• **WHAT IS BEING ASKED**:
Reproduce the entries word for word, and omit any picture you find in them.

-- start PROVIDED INFORMATION --

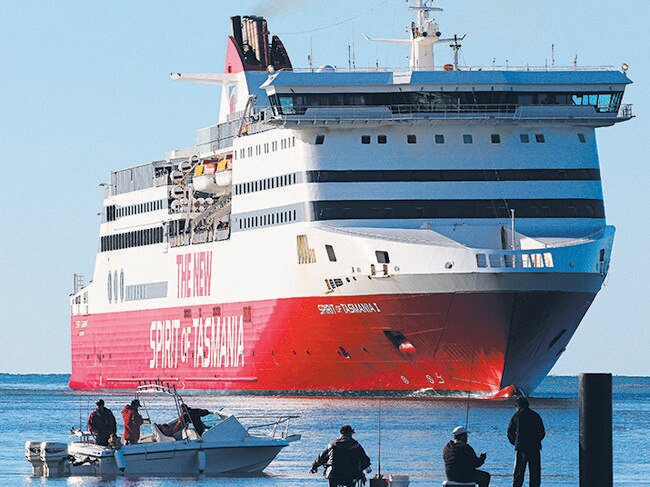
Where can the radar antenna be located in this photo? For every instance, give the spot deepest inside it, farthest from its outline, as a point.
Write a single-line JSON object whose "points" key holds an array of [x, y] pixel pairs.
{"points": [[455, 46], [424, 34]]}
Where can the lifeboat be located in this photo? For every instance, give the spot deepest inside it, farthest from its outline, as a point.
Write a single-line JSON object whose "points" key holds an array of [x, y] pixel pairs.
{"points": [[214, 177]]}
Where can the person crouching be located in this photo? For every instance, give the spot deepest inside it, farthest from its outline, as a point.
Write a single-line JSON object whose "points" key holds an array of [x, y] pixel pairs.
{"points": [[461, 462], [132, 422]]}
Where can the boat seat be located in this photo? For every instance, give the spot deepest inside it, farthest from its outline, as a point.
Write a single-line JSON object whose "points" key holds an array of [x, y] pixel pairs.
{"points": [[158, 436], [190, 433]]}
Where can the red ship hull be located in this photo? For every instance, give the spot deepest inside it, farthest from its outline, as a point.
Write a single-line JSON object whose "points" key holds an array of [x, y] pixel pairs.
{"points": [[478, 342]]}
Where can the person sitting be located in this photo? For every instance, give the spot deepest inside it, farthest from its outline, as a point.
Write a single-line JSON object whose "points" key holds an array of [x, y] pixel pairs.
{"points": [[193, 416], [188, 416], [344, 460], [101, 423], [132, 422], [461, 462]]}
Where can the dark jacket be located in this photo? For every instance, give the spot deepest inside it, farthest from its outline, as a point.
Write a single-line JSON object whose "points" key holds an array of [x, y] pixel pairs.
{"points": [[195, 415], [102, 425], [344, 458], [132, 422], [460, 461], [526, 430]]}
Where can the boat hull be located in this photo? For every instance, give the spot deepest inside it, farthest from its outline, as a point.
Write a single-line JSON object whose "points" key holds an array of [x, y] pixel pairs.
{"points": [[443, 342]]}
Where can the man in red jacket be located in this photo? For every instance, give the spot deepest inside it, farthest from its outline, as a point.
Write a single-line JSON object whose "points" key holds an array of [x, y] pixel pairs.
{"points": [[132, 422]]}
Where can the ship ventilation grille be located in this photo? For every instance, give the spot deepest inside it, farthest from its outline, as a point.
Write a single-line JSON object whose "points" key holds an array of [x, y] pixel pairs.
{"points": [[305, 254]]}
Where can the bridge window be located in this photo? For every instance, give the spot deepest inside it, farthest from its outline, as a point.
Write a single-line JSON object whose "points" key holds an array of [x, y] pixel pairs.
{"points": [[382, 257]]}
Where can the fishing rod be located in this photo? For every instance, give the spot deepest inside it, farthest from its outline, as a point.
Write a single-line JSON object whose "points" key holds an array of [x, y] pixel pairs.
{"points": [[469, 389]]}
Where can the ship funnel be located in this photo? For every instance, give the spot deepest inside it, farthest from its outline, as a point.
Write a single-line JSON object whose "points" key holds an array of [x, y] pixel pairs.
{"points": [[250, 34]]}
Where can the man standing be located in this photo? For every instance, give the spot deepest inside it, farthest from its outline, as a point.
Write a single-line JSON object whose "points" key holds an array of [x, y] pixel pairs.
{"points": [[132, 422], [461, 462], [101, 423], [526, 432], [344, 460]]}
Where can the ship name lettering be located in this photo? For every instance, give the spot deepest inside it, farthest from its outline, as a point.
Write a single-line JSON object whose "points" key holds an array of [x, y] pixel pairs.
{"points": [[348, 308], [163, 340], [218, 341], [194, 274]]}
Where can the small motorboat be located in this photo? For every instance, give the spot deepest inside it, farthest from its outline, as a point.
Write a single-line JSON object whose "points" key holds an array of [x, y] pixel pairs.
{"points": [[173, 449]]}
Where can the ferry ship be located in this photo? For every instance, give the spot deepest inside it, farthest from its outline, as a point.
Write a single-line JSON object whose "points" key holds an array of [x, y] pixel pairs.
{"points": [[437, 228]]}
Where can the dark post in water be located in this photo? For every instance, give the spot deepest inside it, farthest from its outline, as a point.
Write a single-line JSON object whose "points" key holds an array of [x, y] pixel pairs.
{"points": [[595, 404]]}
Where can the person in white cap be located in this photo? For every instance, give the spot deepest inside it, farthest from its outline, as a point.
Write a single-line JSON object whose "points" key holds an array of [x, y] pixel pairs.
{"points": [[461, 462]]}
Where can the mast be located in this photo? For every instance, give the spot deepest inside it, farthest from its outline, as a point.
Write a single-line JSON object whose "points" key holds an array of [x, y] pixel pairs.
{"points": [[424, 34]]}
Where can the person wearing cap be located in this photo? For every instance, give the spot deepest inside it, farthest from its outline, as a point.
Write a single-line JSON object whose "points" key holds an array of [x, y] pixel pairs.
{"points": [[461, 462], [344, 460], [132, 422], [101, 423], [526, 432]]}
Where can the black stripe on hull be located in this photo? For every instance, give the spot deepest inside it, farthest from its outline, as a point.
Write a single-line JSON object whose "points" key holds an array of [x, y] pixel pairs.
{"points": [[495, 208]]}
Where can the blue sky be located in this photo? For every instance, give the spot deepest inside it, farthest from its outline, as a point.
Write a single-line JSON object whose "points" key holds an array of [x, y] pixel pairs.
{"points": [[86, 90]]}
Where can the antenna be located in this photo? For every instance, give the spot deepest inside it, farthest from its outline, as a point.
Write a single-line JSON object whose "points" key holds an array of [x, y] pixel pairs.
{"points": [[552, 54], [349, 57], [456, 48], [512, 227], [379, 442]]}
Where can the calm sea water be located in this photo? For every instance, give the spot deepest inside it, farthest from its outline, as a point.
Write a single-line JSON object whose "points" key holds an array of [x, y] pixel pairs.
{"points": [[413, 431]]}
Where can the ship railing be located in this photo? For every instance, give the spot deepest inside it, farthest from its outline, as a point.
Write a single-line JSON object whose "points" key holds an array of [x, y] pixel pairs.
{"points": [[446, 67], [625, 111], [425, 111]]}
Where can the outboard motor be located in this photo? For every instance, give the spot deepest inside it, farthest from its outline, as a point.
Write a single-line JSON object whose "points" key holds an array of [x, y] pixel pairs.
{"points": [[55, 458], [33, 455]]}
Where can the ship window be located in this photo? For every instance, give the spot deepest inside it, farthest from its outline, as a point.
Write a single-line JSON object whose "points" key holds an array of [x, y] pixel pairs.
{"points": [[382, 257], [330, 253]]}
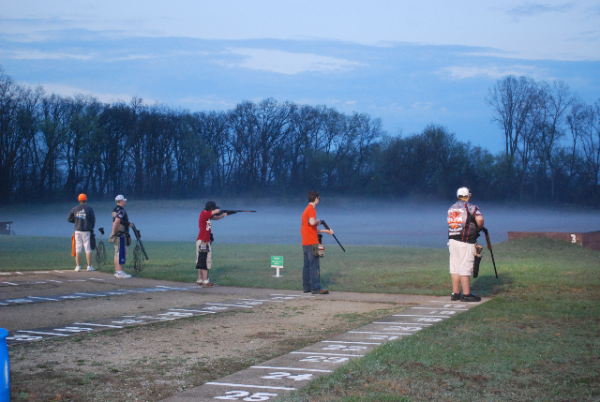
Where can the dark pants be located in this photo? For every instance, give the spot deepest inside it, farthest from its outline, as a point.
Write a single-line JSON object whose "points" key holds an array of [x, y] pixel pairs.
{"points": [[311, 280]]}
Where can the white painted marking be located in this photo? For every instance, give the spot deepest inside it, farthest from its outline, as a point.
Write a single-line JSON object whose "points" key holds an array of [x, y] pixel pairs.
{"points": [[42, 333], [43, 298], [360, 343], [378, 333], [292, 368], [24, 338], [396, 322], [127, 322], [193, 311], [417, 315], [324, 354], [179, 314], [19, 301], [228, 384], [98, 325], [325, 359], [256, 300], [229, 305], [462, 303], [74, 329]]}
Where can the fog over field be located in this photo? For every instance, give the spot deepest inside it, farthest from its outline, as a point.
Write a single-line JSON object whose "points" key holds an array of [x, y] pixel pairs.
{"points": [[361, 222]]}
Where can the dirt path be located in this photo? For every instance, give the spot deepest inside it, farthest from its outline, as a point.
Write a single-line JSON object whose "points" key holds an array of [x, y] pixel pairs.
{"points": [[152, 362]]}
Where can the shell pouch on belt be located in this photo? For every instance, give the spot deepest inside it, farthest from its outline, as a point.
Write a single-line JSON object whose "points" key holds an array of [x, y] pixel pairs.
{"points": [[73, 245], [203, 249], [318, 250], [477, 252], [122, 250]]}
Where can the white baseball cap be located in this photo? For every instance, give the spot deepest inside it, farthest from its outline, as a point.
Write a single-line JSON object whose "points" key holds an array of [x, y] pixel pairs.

-- end PROVIDED INFORMATION --

• **EXERCISE ANSWER**:
Where can the radar antenna be located in this photo? For every instance, give the spot deepest inside it, farthest from its outline, as a point.
Write a single-line JSON object whose "points" key holds an array of [x, y] pixel pairs.
{"points": [[455, 46], [424, 34]]}
Where can the lifeboat be located in this photo? For every instance, give the spot deepest inside it, farthest from its outline, as a point.
Write a single-line JSON object whose "points" key holds an array of [x, y] pixel pairs.
{"points": [[214, 177]]}
Where can the person crouching be located in this photo? For every instance, give the spot deepest inside it, farthest from its outline, as a point.
Write a single-line JSON object whose "points" key holds an array of [x, y] pixel pairs.
{"points": [[461, 462], [132, 422]]}
Where can the boat seat be located in this photo? For every instance, give the spot deepest inside it, farthest from its outline, as a point.
Write a single-line JSON object whose "points" key holds an array of [x, y] pixel pairs.
{"points": [[158, 436], [190, 433]]}
Where can the red ship hull be located in this photo? For every instance, give the spot deepest inside it, farthest from its outline, as a point.
Write a single-line JSON object whose "points" key holds an array of [x, y] pixel pairs.
{"points": [[478, 342]]}
Where can the person sitting be located in this photo? For every instance, give the spot deepest inside it, farthest from its outline, as a point.
Write a single-line JSON object whose "points" key holds an array of [x, y] pixel pairs.
{"points": [[193, 416], [188, 416], [344, 460], [101, 423], [132, 422], [461, 462]]}
Where can the dark jacket be located in this photo? For every instance, give the spot deepest inside it, farthest from its outline, as a point.
Write a single-line JSON object whose "points" key holds an array of [x, y] pixel pairs.
{"points": [[195, 415], [102, 425], [344, 458], [132, 422], [460, 461], [526, 430]]}
Where can the boat hull be located in this photo? For every instance, give the spot deepest inside it, farthest from its outline, as a point.
Write a single-line JSON object whose "points" key holds an array of [x, y] pixel pairs.
{"points": [[443, 342]]}
Where can the man in red jacket be located in this photo? For every instance, give the spot deepest inside it, farthest from its outline, as a point.
Write a single-line JSON object whose "points" key holds an array of [x, y] pixel pairs.
{"points": [[132, 422]]}
Where can the ship ventilation grille be located in this photo? For every instance, give the spot deepest inside it, farthest from its outline, as a point.
Write a single-line JSON object whose "points" key holds an array of [x, y] pixel pairs.
{"points": [[305, 254]]}
Where can the bridge window be located in this photo? For every instance, give the spot deepest inside it, farthest from its outline, as a point.
Write a single-line JSON object whose "points" key holds an array of [x, y] pixel pairs.
{"points": [[382, 257]]}
Where can the fishing rod be located in this photo? For every instance, give the spot deepest inside it, farthest from its outline, as a point.
Write a single-line JSON object whose "points" key holds an array of [x, y] pixel pairs.
{"points": [[469, 389]]}
Where can the ship funnel be located in this photo? For every instance, give the spot deepest inside it, farthest from its outline, as a point.
Write a single-line JSON object whose "points" key holds an array of [x, y] pixel pairs.
{"points": [[250, 34]]}
Where can the man standing be located in this photo? For every instance, give the spot deepest inside it, farthest from its outline, as a point.
Write a single-line JSON object whose "points" key holds an array of [x, y] pixel pairs.
{"points": [[132, 422], [461, 462], [101, 423], [526, 432], [344, 460]]}
Where can the ship name lettering be located in this photo? For every instance, give the spot deepest inside it, farthest from its outline, as a point.
Write a single-line JSON object whose "points" key holds an array of [x, y] pixel pairs.
{"points": [[348, 308], [163, 340], [218, 341], [194, 274]]}
Where can the small motorboat be located in this photo? For every instance, give the spot deepest inside it, farthest from its outline, as a point.
Write a single-line JSON object whose "points" key holds an array of [x, y] pixel pairs.
{"points": [[173, 449]]}
Where can the ferry ship be located in this photo? For every instance, give the spot deepest inside it, farthest from its outline, as a point.
Write a single-line JSON object whose "points" key holds an array of [x, y] pixel pairs.
{"points": [[437, 228]]}
Where can the dark post in water be located in this photo? For every instance, give the spot deepest inside it, farthest from its outline, as a point.
Write a single-line JSON object whose "points" key holds an array of [x, y] pixel pairs.
{"points": [[595, 404]]}
Where can the person in white cap be located in this photo? For every instance, give the spot deepest inside it, farthest from its outline, as a point.
Write a single-line JSON object whose "points" key holds an array of [x, y] pixel pairs.
{"points": [[461, 462]]}
Where can the mast be located in this photo? For every instance, give the spot deepest inside it, farthest from its outline, as a point.
Write a single-line JSON object whose "points" key holds an array of [x, y] pixel pairs.
{"points": [[424, 34]]}
Where can the person wearing cap be located in this photo? For every instance, give the spot deepest inside it, farthest from its outline, as a point.
Write a single-line JSON object whose "points" key holds an array of [x, y] pixel pairs.
{"points": [[461, 462], [344, 460], [132, 422], [101, 423], [526, 432]]}
Where can the black stripe on hull be located in this photo? For every instance, give the spot deepest inside it, farthest from its outline, as a point.
Write a single-line JSON object whose "points" key holds an array of [x, y] pixel pairs.
{"points": [[495, 208]]}
Where can the blue sky be located in this photo? For every instance, give the spot deepest inside it, farthest from its outline, as a point.
Write a single-line JSON object whose "points" key holds an array of [x, y] pixel pairs.
{"points": [[86, 90]]}
Where can the antenna be located in this photo? For every instance, give the spot deepest inside it, farthest from its outline, as a point.
Write a single-line JSON object whose "points" key holds an array of [x, y] pixel pairs.
{"points": [[552, 54], [349, 57], [456, 48], [512, 227], [379, 442]]}
Where can the calm sea water be located in this photo? For every instance, give the spot deepest inside it, farthest from its outline, as a point.
Write a single-line JSON object whose "points" key holds an array of [x, y] pixel pairs.
{"points": [[413, 431]]}
Where can the ship railing be located in this photo? For every instance, give the spot deepest inside it, farthest from its outline, as a point.
Write a single-line JSON object whose "points" key holds an array of [x, y] pixel pairs.
{"points": [[446, 67], [625, 111], [425, 111]]}
Where can the outboard motor be located in this photo? For every instance, give the spot deepest inside it, farthest from its outline, as a point.
Write a single-line JSON object whose "points" key holds an array of [x, y] pixel pairs.
{"points": [[55, 458], [33, 455]]}
Where can the ship window be located in this photo? For every instance, give the spot deepest inside it, farthest from its outline, as a point.
Write a single-line JSON object whose "points" key holds an array of [x, y] pixel pairs.
{"points": [[382, 257], [330, 253]]}
Where can the dark pants be located in this photo? For every instance, give the spot deepest inside it, farthest from its outline, as a point.
Write a single-line JSON object whose "points" key holds an array of [x, y] pixel pairs.
{"points": [[311, 280]]}
Where can the white painted marking be located in this photo? For every instance, give the spot deepest inside it, farthest from its outline, as a point.
Write a single-line JSON object whose "points" key holds an array of [x, y] pixel pairs.
{"points": [[42, 333], [43, 298], [360, 343], [378, 333], [292, 368], [24, 338], [396, 322], [127, 322], [193, 311], [417, 315], [324, 354], [179, 314], [19, 301], [228, 384], [98, 325], [325, 359], [256, 300], [229, 305], [462, 303], [74, 329]]}
Where can the fog over field be located in this photo? For every instance, give the spot deepest inside it, farthest from its outline, as a point.
Write a single-line JSON object whose "points" key holds an array of [x, y] pixel pairs.
{"points": [[361, 222]]}
Where can the dirt path be located in this photo? For every instance, give the spot deepest inside it, farthest from its outline, as a point.
Write a single-line JSON object whose "points" key holds an array of [x, y] pixel pairs.
{"points": [[152, 362]]}
Where can the shell pouch on belt be located in this photo? For every instance, give the spot deepest inside it, farthest from its outline, as a point.
Write a single-line JSON object whose "points" key holds an array of [x, y] pixel pairs.
{"points": [[73, 245], [203, 249], [318, 250], [477, 252], [122, 250]]}
Where can the white baseball cap be located in this photo? For every instance, give the spot deepest inside it, farthest from its outline, as a point.
Write a single-line JSON object whose "points" key holds an array of [x, y] pixel pairs.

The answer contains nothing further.